◆ Problem statement
In the lines below, starting with the line containing "woman in the image." and going on through the line containing "[508,1282,622,1333]", rename every "annotators" to "labelers". Reproduce only those lines, with everything else unchanged.

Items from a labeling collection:
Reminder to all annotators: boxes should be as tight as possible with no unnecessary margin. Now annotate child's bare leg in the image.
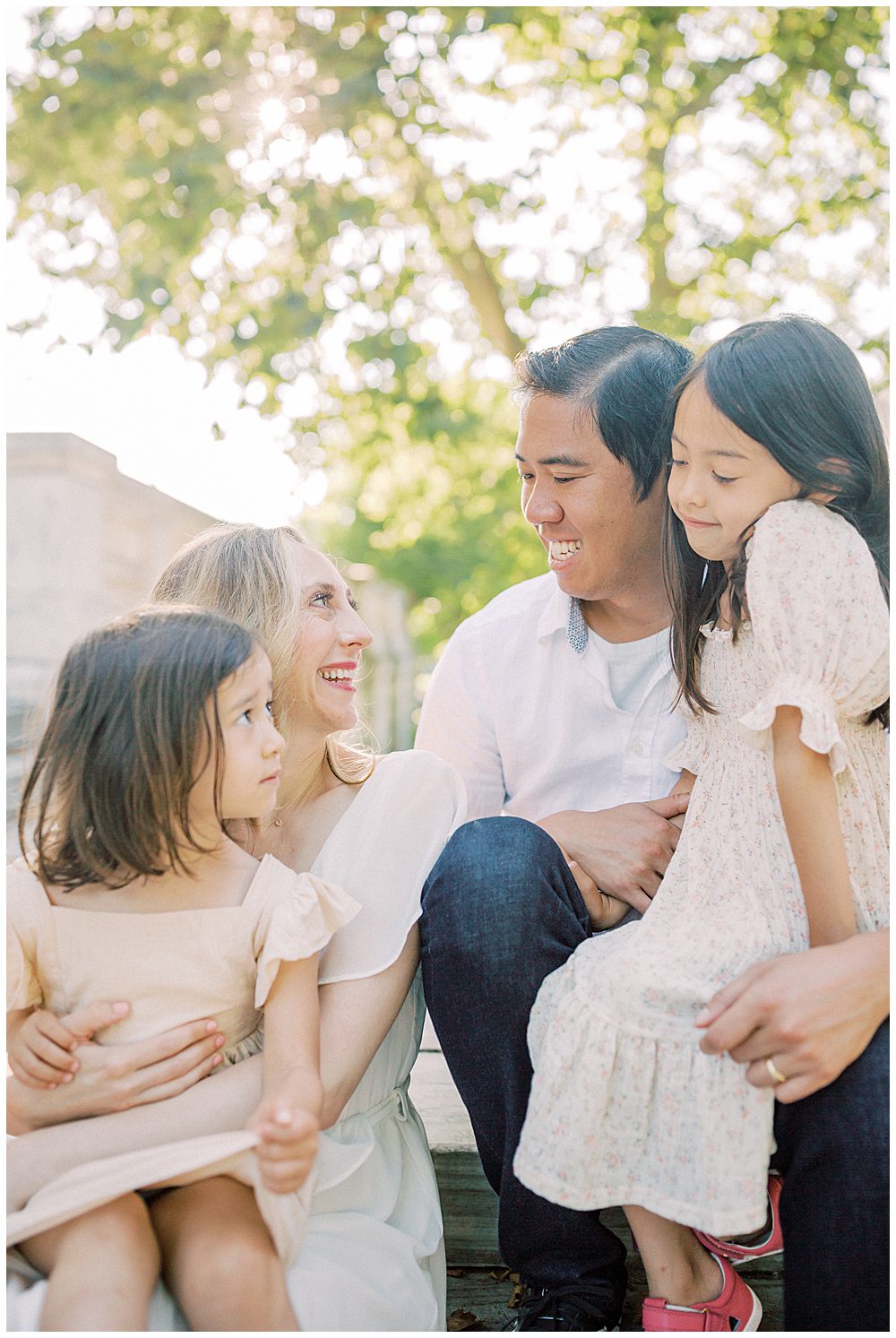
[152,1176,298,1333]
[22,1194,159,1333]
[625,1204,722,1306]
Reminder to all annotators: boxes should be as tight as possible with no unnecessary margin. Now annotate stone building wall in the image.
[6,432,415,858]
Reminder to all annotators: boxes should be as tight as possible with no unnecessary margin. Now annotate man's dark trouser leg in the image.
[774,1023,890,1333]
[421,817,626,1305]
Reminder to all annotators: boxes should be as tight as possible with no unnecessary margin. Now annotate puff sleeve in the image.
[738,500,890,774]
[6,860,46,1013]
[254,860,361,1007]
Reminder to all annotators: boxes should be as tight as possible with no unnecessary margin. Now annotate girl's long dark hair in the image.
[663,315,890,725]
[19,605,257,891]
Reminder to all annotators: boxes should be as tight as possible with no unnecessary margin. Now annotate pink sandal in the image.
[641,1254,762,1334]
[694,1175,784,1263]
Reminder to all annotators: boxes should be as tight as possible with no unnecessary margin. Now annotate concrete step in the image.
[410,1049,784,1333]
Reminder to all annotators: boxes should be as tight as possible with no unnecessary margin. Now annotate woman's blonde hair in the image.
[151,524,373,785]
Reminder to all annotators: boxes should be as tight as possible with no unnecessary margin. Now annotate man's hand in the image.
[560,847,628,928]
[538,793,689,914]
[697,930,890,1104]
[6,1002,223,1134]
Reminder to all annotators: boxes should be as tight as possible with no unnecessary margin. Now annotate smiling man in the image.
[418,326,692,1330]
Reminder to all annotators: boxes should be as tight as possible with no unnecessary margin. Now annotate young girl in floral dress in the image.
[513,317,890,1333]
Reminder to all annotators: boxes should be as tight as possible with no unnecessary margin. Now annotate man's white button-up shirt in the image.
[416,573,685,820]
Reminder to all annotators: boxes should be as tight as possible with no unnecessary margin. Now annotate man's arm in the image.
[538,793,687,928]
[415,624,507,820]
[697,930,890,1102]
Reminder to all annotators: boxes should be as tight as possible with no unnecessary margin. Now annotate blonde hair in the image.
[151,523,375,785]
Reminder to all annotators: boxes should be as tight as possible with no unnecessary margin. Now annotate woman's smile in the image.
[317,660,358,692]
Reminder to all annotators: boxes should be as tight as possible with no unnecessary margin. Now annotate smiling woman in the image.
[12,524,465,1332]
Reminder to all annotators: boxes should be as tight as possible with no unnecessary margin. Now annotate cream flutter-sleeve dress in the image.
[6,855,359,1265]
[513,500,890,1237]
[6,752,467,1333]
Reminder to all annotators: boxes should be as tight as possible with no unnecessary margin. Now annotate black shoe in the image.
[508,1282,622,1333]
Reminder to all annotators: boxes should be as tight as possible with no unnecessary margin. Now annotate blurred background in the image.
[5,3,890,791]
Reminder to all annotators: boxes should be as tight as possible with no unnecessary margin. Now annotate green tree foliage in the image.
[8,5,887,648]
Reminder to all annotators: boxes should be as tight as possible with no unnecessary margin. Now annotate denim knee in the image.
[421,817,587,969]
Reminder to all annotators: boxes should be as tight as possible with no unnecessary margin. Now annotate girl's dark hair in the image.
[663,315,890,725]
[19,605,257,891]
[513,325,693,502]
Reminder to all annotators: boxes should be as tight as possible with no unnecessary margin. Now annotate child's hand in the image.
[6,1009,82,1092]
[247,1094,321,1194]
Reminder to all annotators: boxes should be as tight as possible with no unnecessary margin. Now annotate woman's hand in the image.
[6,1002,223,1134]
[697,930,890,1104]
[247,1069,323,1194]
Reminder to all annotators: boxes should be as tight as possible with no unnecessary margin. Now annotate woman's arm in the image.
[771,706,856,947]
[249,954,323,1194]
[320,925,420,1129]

* * *

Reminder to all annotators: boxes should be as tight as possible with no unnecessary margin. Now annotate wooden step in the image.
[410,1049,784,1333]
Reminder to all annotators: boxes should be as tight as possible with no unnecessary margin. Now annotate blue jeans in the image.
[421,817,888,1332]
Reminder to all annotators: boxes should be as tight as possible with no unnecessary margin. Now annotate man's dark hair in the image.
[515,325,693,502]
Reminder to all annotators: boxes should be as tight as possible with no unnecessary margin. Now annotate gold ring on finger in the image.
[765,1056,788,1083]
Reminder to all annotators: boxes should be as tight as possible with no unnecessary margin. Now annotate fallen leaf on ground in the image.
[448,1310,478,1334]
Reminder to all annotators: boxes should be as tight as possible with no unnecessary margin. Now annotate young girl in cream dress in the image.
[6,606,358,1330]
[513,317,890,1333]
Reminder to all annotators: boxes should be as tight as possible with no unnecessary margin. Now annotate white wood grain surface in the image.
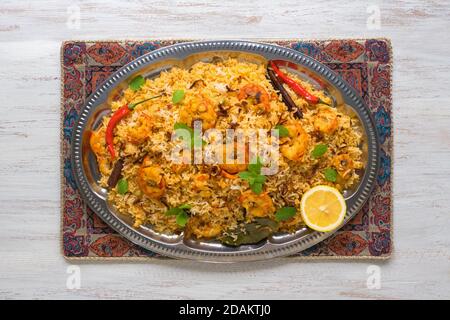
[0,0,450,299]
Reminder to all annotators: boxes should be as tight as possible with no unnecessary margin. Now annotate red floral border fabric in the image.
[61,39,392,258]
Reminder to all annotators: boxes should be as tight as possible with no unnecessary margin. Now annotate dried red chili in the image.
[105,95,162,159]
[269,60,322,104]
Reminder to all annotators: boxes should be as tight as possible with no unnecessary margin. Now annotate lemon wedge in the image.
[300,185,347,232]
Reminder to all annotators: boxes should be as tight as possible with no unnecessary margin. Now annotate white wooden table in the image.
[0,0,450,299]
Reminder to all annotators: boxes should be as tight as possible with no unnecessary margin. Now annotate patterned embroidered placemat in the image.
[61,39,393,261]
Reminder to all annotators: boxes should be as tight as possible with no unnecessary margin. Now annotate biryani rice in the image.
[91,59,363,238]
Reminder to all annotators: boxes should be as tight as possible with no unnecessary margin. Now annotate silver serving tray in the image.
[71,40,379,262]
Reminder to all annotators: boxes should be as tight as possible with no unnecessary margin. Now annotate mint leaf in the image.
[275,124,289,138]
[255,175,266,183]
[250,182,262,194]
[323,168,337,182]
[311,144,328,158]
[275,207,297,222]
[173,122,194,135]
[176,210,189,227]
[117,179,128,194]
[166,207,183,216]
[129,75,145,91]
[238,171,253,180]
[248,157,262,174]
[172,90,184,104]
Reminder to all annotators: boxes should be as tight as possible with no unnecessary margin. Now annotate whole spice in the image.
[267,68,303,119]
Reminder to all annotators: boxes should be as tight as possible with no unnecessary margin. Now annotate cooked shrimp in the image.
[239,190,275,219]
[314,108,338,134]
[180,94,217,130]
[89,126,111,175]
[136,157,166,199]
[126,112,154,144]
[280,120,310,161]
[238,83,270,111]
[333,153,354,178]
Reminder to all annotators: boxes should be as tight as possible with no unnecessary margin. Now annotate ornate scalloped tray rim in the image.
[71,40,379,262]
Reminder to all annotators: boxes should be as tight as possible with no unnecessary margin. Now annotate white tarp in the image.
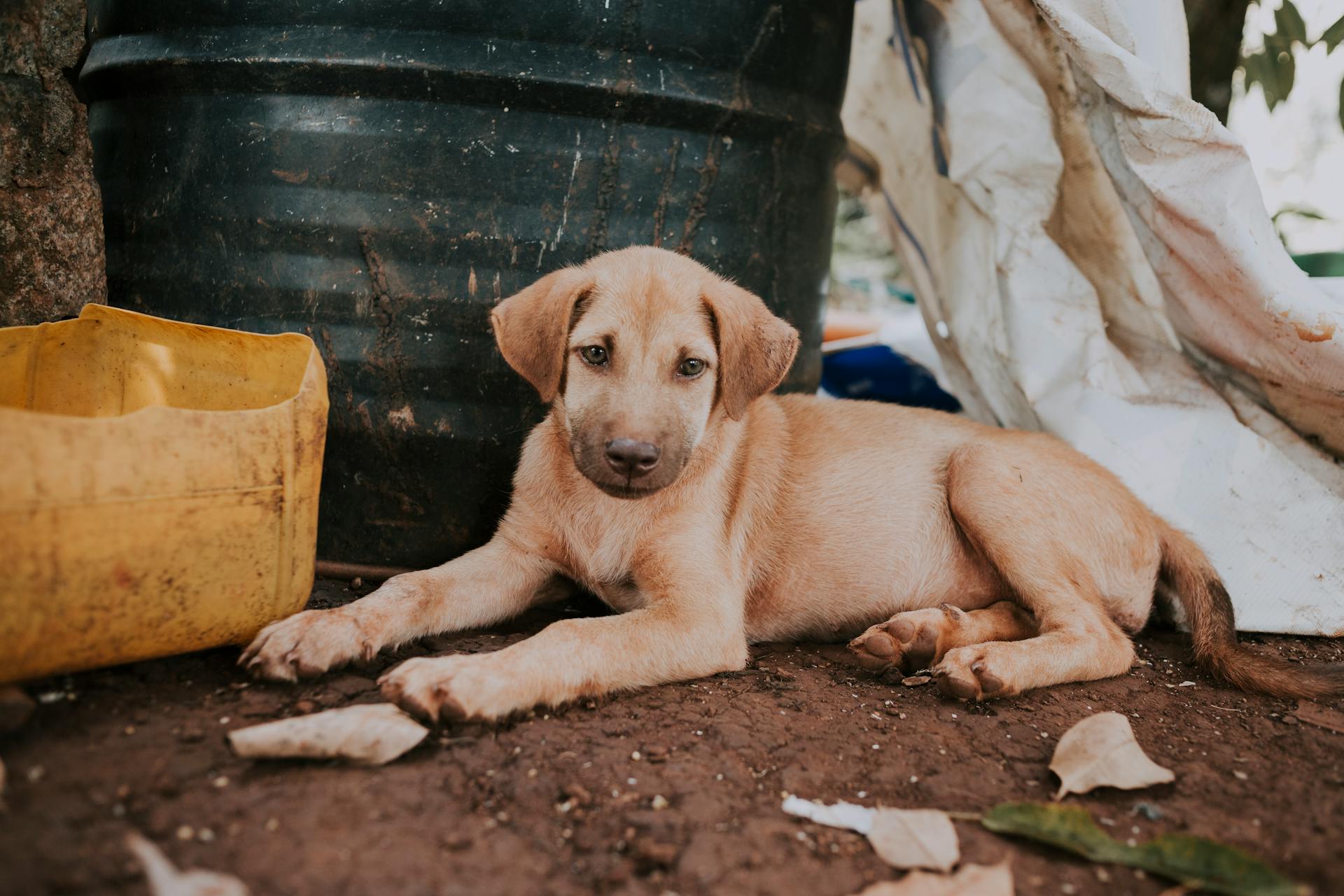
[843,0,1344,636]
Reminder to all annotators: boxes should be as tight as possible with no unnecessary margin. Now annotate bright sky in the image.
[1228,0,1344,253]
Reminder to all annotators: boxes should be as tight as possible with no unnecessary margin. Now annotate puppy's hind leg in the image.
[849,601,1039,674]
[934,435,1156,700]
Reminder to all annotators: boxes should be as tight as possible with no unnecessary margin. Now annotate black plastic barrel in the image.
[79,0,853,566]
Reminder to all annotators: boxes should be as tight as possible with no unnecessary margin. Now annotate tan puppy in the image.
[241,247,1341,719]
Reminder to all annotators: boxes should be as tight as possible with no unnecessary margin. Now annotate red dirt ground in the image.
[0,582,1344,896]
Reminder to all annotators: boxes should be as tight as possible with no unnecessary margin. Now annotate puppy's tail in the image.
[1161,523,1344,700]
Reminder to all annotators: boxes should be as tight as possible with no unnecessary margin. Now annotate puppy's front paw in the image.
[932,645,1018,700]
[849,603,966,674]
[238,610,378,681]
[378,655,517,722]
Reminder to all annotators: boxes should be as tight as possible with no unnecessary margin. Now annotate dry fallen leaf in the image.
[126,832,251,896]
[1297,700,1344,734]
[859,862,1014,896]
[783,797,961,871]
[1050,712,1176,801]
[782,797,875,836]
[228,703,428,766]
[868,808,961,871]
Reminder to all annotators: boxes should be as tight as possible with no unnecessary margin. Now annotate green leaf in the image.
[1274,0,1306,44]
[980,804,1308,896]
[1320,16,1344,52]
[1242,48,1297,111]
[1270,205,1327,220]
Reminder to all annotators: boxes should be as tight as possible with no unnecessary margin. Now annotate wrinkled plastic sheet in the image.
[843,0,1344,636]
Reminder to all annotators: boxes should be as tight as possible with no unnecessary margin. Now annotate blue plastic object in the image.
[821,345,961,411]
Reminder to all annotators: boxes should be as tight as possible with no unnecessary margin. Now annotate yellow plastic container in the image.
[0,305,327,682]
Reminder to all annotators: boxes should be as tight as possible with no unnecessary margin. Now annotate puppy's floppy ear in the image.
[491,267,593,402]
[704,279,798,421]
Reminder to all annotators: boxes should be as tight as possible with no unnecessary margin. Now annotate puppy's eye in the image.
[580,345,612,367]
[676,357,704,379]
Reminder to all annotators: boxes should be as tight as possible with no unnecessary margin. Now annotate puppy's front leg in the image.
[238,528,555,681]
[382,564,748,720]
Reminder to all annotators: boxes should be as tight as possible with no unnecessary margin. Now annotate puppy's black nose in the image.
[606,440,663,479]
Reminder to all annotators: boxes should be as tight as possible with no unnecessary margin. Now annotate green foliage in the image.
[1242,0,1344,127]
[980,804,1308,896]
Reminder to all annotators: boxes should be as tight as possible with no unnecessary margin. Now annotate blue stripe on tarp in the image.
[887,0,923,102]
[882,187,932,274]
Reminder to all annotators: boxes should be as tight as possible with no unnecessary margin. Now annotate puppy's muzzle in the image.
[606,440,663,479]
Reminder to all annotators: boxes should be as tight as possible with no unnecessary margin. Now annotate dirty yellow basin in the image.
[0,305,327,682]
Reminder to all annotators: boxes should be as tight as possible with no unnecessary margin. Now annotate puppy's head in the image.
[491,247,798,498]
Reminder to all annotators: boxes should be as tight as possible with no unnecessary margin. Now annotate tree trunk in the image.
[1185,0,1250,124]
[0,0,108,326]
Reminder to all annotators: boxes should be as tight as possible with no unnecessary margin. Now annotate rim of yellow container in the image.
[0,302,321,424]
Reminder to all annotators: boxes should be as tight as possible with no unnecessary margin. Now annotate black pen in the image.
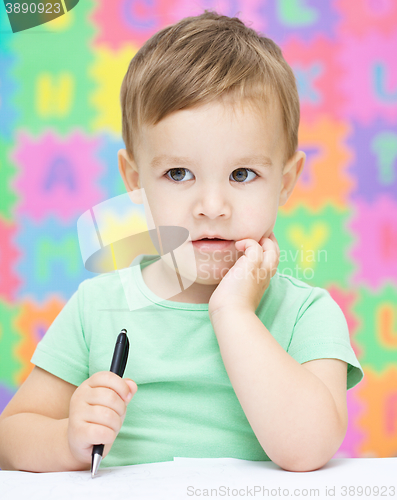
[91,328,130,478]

◆ Solution for this task
Reminder to all labelers: boxes should be as tight as possible with no unnecessary margin. Now annotate smiling woman in the image.
[12,524,465,1332]
Reminder to all labelers: boxes should be as tight as possible with no unnecessary margin. Now annotate cream flutter-sleeve dress in the image.
[6,855,359,1265]
[513,500,890,1237]
[6,752,467,1333]
Reminder to all labelers: boxes should be as tight as possible with no unnecessary margin. Now annotate black shoe in the image.
[508,1282,622,1333]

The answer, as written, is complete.